Ich habe mir das Zitat von Chris Marker gemerkt, es scheint in diesem Zusammenhang zu stehen, durchbricht ihn aber in einer befreienden Geste. Es steht für die Perspektive der Künstler, die in der Ausstellung versammelt sind: „Fotografie ist der Jagdinstinkt, ohne den Willen zu töten. Eine Jagd der Engel … Man verfolgt, man zielt, man schießt und  … klick! statt die Person zu töten hat man sie verewigt.“

Man denkt an all die Bilder, die auf uns einströmen, die ikonischen Fotos von Heldinnen und Helden aus den verschiedenen Bereichen des Lebens. Das alles ist in der Ausstellung vertreten, doch sie möchte den „Werken eine andere Wirkung geben“ und „das Publikum zum Engagement anregen.“

Die Hängung der Bilder, die gesamte Ausstattung in der Präsentation im Zusammenspiel mit Künstlern aus allen Teilen der Welt, strebt danach, alles zu konterkarieren, was bei der Aufnahme mit einem Fotoapparat gegen Humanität verstoßen und zu Zwängen beitragen würde. Diese Expo bahnt uns einen Weg durch die Anhäufung der Bilder, die auf uns einströmen und orientiert uns in ihrer Bewertung, und dies gelingt in einnehmender und bereichernder Weise.

Wie durch Zufall fand ich dort auch Material zu einem Thema, das mich im Augenblick beschäftigt.

## [Verfügbare Daten]
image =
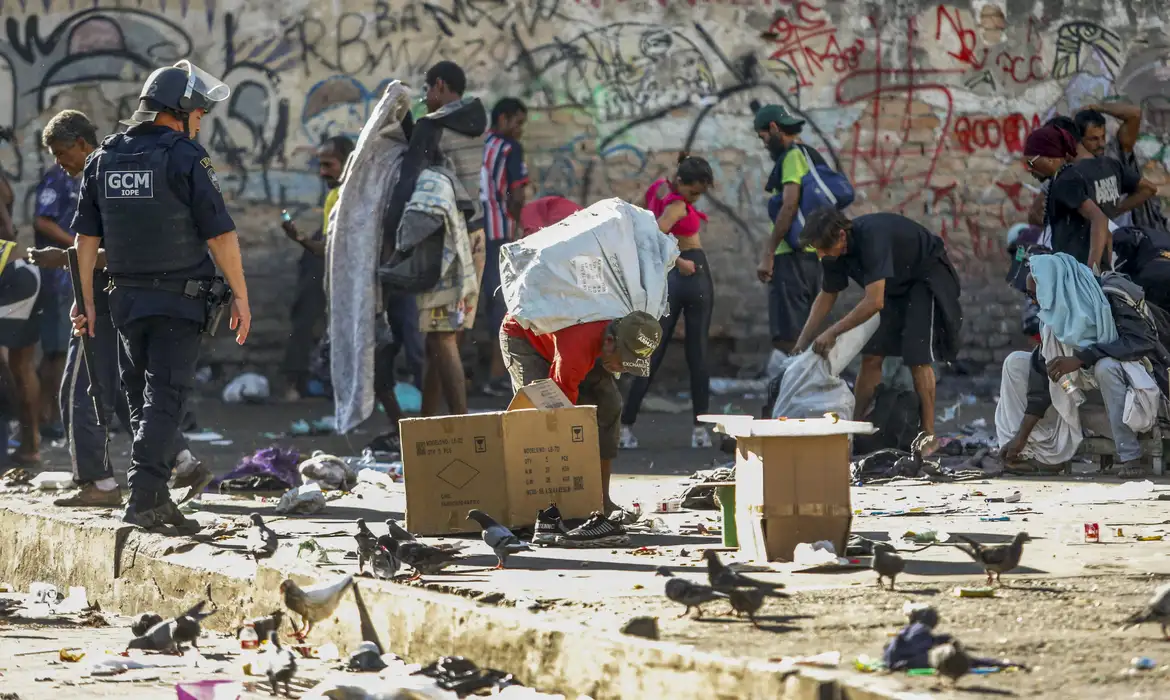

## [Was zu tun ist]
(A) Womit vergleicht Chris Marker laut dem Text über die Fotoausstellung die Fotografie?
(B) Führen Sie den Text über die Fotoausstellung nach seinem letzten Satz weiter.
Das Material wird hierfür nicht gebraucht.

## [Antworten je Aufgabe]
(A) Mit dem Jagdinstinkt, ohne den Willen zu töten.

(B)
Bei ihren Anfängen, an der Wende zwischen 19. und 20. Jh, hat die Fotografie Bildende Künstler wie auch Schriftsteller inspiriert, da sie neue Mittel zur Darstellung des menschlichen Gesichts zur Verfügung stellte. So nimmt Stanislas Ignacy Witkiewicz, ein polnischer Theaterautor, Pamphletist und Romancier, kurz Witkacy genannt (1885-1939), eine ganze Serie von Autoporträts mit selbstironischen bis grotesken Grimassen auf. Vielleicht waren es diese Bilder, die einen anderen Polen, Witold Gombrowicz, zu der Behauptung brachte, dass wir uns bemühen, den gesellschaftlichen Zwängen, dem Blick der Anderen zu genügen, dass dabei aber nur eine „Fresse“ herauskommt. Dies ist eines der Themen, die er in seinem avantgardistischen Roman Ferdydurke ausbreitet, das war 1938, und sein Erstling machte ihn sogleich in der literarischen Welt bekannt.

Ein Kapitel in der Ausstellung im Centre Pompidou ist mit „Fragmente“ bezeichnet, dies bezieht sich auf die Stückelung der Körper, die durch den fotografischen Ausschnitt und durch die Kadrierung ermöglicht wird. Es können Gliedmaßen herausgegriffen und isoliert dargestellt werden, wie eine Hand, ein Bein. Im Kommentar wird die Fetischisierung in der Darstellung des weiblichen Körpers hervorgehoben, denn in diesen Ausschnitten „wird seine Sinnlichkeit noch stark erhöht.“

Auch der Kubismus scheint mir aus einer Idee der Fragmentierung hervorzugehen, wobei der Körper „auseinandergenommen“ und auf andere Weise im Raum zusammengesetzt wurde.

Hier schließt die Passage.